Dataset records about object locations:
************

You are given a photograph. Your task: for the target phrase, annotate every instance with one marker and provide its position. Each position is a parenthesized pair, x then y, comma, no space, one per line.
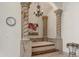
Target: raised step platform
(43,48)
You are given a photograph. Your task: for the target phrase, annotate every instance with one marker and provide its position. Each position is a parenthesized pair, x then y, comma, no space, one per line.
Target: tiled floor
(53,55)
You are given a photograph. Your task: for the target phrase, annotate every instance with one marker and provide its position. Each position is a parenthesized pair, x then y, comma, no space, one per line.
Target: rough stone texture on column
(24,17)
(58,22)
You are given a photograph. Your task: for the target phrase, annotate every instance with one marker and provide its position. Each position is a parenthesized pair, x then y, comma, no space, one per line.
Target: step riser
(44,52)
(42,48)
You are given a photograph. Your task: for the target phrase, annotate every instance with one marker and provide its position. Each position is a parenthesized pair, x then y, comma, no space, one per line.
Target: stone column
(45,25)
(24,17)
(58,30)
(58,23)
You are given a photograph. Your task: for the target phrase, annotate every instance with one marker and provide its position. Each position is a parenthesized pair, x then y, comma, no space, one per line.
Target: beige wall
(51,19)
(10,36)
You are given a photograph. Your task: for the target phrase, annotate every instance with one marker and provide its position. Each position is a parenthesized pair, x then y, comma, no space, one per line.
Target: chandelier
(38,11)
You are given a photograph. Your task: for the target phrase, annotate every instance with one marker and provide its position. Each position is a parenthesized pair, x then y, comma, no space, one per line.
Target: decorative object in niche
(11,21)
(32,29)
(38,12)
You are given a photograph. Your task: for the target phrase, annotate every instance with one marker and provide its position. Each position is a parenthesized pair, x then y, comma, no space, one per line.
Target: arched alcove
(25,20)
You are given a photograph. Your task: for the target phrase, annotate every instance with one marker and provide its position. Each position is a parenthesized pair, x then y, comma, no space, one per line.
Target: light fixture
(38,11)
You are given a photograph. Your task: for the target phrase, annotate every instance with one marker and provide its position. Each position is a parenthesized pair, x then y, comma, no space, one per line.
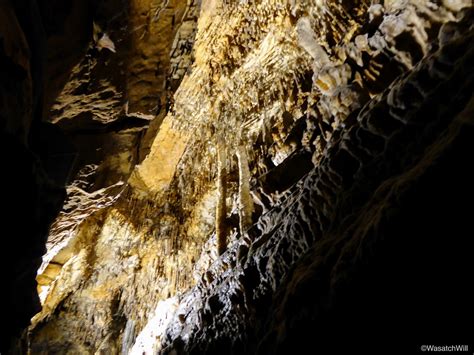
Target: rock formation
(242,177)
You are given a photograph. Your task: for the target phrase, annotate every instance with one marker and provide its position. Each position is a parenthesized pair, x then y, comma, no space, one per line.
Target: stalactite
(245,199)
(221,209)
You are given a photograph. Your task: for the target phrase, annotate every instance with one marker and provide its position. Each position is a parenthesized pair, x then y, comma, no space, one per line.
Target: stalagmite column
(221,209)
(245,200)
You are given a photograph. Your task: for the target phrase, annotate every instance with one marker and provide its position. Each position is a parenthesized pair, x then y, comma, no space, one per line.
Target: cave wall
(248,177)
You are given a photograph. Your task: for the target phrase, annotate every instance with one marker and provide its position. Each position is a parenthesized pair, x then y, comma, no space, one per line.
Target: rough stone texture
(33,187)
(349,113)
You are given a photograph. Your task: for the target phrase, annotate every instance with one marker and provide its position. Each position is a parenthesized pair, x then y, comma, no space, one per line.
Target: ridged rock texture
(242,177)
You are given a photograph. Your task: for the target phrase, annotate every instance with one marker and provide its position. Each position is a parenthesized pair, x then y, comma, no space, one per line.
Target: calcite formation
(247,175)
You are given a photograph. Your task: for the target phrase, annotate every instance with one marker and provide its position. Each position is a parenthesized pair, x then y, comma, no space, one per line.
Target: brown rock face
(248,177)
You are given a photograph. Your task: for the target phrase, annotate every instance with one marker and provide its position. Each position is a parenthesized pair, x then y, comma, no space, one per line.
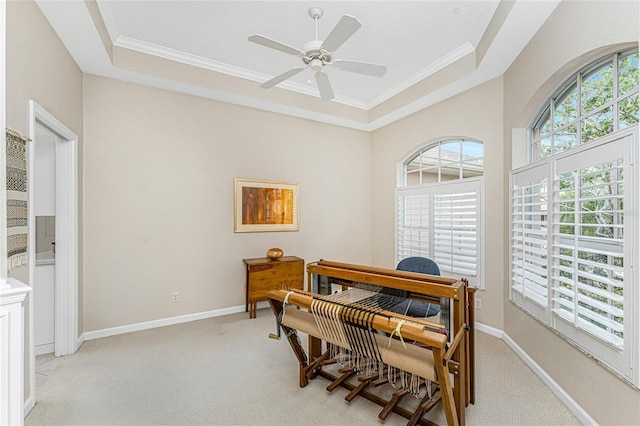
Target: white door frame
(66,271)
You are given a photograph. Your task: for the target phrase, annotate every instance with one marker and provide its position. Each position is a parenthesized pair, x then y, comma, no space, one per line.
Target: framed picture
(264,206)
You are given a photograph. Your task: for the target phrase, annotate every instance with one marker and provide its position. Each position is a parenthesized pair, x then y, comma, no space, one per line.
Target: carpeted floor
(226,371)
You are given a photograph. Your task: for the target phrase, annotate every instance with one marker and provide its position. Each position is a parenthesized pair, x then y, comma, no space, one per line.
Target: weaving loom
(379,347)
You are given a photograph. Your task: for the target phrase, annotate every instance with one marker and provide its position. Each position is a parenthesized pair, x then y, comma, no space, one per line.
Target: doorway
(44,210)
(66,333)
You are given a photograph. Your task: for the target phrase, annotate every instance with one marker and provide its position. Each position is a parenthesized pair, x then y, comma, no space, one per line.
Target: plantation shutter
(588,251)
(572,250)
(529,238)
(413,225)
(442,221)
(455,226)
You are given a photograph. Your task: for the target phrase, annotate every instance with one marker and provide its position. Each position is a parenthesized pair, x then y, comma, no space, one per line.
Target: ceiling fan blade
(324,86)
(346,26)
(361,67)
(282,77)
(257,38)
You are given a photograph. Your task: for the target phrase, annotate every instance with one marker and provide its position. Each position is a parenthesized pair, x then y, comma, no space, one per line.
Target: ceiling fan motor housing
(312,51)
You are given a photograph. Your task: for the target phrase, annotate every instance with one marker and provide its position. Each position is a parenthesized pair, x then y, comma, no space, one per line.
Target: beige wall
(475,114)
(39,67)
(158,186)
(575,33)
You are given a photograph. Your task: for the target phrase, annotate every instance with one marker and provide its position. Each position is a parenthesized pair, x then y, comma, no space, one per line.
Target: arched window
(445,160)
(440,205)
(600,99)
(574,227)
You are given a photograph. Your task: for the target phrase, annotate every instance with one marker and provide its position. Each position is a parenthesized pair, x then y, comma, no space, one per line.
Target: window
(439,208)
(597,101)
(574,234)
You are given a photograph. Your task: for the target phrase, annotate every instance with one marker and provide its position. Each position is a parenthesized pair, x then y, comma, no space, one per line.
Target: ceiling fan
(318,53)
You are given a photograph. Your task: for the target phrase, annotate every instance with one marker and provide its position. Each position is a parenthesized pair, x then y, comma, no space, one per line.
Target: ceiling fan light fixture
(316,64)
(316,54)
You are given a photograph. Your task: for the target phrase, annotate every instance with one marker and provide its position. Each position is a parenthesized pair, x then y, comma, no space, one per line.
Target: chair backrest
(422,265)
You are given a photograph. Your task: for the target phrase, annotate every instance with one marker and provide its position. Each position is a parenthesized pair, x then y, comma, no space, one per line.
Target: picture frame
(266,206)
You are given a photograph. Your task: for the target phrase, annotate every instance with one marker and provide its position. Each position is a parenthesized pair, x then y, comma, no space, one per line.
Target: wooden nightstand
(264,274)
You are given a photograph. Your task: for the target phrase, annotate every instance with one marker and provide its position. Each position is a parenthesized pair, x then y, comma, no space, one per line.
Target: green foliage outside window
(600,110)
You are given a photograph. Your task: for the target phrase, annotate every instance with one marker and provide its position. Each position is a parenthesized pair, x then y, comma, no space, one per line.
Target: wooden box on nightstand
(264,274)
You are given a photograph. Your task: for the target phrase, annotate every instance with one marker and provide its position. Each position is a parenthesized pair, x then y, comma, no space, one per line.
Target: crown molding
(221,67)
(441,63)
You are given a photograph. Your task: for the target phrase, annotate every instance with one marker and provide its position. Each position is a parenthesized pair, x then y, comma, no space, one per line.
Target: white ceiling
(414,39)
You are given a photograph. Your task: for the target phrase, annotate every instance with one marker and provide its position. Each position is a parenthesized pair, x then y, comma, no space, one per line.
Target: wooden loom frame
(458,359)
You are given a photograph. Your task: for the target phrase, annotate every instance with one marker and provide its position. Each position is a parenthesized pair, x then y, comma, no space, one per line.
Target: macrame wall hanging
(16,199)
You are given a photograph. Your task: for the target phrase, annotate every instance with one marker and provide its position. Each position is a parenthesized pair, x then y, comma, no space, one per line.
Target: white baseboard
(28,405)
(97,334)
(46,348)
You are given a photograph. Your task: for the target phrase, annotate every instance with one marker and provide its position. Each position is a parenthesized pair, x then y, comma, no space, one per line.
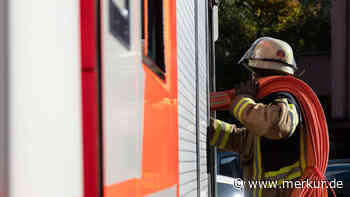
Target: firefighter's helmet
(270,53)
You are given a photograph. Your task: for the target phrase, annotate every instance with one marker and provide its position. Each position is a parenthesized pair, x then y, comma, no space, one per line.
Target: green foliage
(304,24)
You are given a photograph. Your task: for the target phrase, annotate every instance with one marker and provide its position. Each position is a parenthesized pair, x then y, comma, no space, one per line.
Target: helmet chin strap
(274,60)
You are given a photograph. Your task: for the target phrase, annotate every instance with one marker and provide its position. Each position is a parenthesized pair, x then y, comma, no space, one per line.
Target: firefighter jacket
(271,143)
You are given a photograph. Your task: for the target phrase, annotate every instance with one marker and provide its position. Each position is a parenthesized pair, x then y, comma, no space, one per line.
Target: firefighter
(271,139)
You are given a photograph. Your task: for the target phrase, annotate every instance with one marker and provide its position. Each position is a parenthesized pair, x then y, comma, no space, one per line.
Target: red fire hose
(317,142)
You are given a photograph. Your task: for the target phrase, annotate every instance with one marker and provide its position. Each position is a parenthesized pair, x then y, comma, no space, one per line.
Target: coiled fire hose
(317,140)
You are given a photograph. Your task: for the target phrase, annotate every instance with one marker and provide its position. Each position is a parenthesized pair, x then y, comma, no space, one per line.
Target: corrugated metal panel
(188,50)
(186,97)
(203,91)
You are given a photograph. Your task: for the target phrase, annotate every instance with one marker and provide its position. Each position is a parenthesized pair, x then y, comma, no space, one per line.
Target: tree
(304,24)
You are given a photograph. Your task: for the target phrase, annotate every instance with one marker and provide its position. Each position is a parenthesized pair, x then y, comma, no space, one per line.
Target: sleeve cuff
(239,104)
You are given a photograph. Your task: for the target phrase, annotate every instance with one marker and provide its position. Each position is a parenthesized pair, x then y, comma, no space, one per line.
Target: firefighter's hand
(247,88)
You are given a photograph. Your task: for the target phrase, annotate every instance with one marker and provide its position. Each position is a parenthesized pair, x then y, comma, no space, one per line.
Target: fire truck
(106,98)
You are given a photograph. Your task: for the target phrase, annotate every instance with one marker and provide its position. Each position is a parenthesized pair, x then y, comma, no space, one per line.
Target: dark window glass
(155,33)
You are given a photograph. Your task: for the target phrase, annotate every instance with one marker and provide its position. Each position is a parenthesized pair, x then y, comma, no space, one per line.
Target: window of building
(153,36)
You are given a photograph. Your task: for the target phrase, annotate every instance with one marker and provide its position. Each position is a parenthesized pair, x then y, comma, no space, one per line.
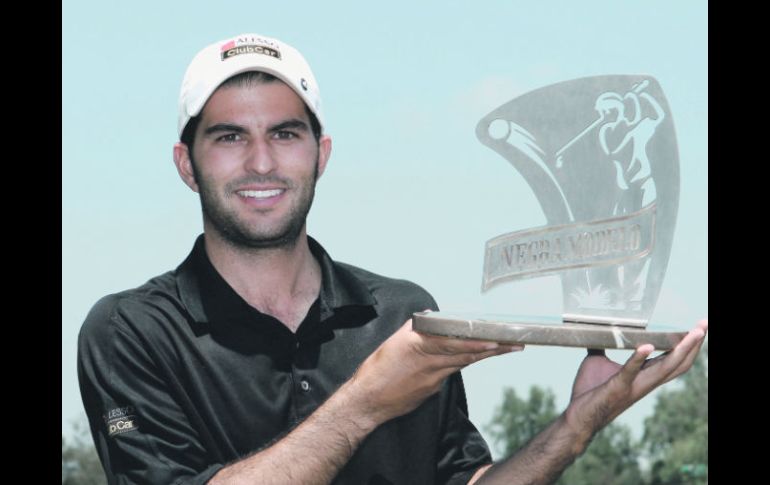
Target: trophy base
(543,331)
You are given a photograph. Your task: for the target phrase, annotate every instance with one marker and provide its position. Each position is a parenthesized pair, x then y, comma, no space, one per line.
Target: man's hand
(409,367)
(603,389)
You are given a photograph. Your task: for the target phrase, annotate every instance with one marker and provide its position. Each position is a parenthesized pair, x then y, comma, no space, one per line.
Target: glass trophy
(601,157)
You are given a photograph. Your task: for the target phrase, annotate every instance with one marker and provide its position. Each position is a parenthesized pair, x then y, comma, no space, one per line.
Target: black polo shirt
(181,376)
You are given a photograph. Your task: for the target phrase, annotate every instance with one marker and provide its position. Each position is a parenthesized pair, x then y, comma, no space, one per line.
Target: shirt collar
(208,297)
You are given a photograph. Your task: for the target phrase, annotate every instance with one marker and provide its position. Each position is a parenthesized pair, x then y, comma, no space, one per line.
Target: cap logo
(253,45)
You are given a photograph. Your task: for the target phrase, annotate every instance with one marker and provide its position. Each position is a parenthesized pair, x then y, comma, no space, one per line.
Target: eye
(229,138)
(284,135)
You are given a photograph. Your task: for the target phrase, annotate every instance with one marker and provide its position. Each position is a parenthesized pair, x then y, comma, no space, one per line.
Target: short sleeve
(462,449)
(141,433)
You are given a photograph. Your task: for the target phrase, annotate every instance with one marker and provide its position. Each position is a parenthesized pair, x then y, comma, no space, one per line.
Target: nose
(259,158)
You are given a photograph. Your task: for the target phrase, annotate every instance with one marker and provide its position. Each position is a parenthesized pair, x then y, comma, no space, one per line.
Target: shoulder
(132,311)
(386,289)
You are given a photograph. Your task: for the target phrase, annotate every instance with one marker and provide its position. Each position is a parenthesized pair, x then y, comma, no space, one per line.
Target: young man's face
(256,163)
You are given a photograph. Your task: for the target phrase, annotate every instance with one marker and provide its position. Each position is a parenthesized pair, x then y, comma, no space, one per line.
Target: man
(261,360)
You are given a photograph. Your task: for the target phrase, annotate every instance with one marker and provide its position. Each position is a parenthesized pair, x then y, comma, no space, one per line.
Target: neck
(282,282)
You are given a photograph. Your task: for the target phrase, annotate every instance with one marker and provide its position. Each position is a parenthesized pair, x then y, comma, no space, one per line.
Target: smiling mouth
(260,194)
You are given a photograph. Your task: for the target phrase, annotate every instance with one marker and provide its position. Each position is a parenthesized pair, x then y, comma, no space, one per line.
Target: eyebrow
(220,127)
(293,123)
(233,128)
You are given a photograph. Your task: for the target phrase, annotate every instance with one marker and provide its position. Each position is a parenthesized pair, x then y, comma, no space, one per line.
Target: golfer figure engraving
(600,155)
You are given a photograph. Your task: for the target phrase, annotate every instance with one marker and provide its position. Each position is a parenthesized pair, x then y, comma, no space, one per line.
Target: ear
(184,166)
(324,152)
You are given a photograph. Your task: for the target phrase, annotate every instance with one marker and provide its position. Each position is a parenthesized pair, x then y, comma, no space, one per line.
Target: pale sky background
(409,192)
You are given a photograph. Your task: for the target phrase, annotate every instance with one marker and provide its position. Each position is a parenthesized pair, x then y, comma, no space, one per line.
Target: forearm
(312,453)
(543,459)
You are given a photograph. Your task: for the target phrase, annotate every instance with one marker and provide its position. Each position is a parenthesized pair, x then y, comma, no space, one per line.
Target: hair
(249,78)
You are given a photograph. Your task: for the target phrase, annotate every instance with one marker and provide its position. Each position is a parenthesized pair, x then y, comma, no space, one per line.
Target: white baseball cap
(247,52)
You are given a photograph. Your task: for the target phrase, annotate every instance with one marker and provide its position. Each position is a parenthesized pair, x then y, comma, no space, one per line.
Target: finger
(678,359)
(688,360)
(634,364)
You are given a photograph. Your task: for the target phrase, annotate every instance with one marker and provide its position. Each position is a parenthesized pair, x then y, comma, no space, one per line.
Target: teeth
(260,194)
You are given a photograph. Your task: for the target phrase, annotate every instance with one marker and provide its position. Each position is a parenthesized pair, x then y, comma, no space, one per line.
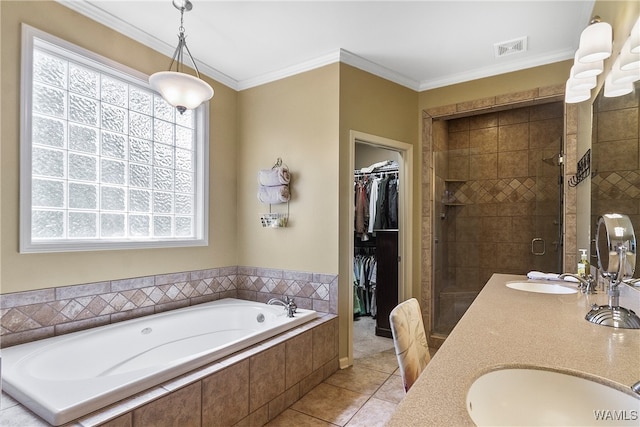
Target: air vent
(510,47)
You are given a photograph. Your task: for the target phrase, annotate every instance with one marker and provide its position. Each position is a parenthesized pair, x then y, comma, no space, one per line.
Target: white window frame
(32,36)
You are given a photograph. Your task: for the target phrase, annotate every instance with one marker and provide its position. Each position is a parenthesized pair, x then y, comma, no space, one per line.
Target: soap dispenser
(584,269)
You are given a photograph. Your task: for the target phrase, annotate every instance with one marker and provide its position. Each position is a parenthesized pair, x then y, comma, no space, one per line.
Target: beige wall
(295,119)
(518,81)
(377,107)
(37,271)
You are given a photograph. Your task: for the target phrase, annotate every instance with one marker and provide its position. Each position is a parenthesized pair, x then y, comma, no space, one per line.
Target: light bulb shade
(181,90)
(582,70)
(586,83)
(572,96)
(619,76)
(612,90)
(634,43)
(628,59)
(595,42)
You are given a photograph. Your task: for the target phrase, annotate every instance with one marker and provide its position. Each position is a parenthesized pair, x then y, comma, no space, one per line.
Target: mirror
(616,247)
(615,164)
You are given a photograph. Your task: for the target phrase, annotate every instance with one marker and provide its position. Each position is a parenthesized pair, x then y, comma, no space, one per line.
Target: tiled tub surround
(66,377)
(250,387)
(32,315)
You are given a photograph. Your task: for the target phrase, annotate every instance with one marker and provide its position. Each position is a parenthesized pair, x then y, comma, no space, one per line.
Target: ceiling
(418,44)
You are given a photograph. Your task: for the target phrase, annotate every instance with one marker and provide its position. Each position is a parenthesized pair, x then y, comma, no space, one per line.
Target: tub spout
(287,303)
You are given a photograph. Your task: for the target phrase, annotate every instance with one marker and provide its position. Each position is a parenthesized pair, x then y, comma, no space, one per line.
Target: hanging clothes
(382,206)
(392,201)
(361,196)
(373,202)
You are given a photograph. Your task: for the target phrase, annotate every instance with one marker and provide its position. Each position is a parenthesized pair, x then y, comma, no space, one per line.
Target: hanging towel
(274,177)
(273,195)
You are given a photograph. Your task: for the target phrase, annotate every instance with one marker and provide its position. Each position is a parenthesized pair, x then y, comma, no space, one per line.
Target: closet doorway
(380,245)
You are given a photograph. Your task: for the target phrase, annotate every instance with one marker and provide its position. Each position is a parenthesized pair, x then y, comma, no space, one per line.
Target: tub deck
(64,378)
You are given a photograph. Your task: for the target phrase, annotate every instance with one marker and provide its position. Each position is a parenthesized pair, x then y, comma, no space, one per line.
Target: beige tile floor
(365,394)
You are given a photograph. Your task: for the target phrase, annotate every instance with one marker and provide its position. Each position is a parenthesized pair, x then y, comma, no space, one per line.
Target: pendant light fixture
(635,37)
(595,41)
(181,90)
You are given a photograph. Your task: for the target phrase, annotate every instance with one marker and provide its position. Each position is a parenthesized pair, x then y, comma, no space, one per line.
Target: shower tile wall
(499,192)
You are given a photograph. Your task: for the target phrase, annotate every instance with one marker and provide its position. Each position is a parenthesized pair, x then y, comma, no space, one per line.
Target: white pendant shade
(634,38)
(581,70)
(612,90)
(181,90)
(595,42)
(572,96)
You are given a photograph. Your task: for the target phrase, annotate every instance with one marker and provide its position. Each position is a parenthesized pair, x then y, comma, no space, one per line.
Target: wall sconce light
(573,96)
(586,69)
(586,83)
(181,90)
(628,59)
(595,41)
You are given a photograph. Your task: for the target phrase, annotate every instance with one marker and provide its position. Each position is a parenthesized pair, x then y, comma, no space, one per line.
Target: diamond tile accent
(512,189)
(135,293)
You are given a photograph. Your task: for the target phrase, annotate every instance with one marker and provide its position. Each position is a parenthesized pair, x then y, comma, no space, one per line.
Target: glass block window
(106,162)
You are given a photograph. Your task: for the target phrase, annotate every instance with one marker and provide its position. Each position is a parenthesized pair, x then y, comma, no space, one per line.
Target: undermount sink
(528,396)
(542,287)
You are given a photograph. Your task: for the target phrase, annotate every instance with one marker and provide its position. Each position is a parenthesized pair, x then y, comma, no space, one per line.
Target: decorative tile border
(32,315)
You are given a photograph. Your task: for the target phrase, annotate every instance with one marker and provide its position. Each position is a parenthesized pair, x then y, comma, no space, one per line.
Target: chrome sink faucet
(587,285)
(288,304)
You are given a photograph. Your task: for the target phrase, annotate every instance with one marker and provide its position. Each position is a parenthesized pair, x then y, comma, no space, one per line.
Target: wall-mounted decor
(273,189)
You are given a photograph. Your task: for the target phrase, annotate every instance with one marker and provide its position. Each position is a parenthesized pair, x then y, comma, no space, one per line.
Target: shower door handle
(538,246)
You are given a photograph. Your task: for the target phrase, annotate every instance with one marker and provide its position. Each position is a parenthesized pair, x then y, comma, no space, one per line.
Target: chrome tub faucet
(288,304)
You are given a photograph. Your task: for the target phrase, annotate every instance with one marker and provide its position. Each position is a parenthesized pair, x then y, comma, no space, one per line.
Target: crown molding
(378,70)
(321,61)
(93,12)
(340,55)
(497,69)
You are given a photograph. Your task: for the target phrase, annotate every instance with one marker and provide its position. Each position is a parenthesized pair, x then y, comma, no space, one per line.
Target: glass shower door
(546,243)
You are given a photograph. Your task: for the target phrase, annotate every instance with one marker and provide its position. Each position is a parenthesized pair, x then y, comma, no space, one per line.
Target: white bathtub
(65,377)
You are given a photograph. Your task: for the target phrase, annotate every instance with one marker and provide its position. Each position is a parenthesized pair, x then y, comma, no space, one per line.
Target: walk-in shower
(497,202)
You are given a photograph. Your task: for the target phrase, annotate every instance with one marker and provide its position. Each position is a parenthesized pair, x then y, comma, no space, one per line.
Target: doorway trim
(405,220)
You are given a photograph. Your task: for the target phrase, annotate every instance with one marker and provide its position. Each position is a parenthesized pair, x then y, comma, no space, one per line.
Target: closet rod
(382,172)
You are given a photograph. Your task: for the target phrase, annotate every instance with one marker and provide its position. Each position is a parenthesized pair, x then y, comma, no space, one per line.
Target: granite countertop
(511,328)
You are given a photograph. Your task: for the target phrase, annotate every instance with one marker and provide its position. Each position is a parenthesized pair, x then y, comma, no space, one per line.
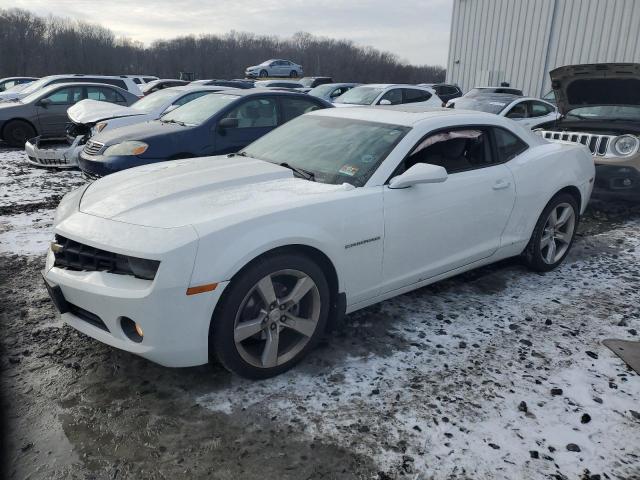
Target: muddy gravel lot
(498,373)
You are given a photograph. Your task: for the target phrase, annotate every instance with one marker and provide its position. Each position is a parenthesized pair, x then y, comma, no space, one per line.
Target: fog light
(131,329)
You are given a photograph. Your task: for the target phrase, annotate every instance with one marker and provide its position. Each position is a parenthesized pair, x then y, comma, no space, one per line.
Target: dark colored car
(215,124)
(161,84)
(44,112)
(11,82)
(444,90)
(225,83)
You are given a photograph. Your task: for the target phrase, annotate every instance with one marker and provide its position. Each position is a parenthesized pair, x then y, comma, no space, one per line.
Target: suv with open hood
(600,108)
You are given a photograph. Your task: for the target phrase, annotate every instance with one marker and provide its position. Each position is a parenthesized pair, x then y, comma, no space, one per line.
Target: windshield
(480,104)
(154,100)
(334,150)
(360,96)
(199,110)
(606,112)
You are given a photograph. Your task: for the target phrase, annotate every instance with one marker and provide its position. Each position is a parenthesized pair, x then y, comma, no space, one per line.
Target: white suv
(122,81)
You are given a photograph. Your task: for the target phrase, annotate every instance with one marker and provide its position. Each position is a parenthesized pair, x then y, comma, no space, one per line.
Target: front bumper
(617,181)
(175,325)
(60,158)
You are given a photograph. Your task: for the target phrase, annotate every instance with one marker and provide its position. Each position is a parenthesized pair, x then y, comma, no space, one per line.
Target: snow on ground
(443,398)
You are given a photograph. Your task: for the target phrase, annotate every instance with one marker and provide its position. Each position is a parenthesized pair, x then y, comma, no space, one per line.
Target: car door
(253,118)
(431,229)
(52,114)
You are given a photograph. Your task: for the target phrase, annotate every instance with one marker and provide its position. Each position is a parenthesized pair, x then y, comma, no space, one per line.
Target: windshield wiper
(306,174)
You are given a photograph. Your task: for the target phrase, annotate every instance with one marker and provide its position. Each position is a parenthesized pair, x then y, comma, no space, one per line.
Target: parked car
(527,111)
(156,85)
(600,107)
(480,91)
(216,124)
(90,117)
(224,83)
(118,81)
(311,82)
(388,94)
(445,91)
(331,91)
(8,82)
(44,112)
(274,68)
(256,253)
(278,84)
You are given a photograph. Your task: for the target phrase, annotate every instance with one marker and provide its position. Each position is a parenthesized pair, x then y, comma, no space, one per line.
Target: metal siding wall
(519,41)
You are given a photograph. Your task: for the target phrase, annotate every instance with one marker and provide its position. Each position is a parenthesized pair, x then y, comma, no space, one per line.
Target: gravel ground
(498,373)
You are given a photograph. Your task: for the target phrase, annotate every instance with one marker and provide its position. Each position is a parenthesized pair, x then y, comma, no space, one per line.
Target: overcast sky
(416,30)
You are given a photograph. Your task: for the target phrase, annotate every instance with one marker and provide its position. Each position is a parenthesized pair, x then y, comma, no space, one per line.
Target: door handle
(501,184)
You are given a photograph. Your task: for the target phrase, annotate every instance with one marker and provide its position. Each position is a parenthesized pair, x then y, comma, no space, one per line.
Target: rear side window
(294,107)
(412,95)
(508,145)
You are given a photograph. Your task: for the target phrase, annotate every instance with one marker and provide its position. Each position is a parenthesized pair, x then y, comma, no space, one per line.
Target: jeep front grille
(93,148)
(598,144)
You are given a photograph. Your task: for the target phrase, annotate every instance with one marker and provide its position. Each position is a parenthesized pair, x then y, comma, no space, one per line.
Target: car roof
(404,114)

************

Stated problem. Extract every line of the records above that contains the word "wooden", and copy each one in full.

Correct output.
Target: wooden nightstand
Target: wooden box on nightstand
Target: wooden loom frame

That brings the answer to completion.